Répondez à ces questions sur le texte consacré à la série Transferts :
(a) Quel est le métier de Florian Bassot ?
(b) Dans le corps de qui l'esprit de Florian est-il transféré ?
(c) Combien d'épisodes compte la saison entière ?

• **Document source**
※

L’ histoire se déroule dans un futur proche. Florian Bassot (Alexis Loret), ébéniste sans histoire, sombre dans le coma après un banal accident en mer. Sa femme, Sophie, ne peut se résoudre à le perdre car la science offre désormais la possibilité de prolonger la vie de ceux qu’on aime. Une molécule permet en effet de séparer l’esprit d’un patient de son corps défaillant et de le greffer dans le corps d’un autre (préalablement déclaré en mort cérébrale). Or Sophie (Toinette Laquière) est la nièce du professeur Michel Delattre qui a mis au point ce procédé baptisé Transferts**.
Cinq ans plus tard, au terme d’un long coma, l’esprit de Florian, tendre père de famille, est donc transféré dans le corps du capitaine Sylvain Bernard (Arieh Worthalter), un flic plutôt carré et réputé explosif en intervention. À son réveil, l’homme habite le corps de Sylvain mais ses souvenirs sont ceux de Florian. Et tout le monde ignore ce qu’il en sera de ses capacités physiques… Or Sylvain travaille au sein de la Bati, la Brigade d’action chargée de traquer les transférés illégaux. Ce qui ajoute au trouble de Florian, esprit humaniste patenté…
Pour ce rôle ambigu ancré aux frontières du réel, le Belge Arieh Worthalter a été récompensé lors du Festival Séries Mania 2017, Transferts a également été couronnée meilleure série française. Arte entame le voyage ce jeudi à 20h55 pour trois épisodes à la suite, l’entièreté de la saison (6 épisodes) est dispo sur le site d’Arte.

※

Données de localisation ponctuelle par instance:
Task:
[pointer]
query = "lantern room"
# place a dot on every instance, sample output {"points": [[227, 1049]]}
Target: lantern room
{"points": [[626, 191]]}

※

• **Exercice corrigé**
(a) Il est ébéniste.
(b) Dans le corps du capitaine Sylvain Bernard.
(c) Six épisodes.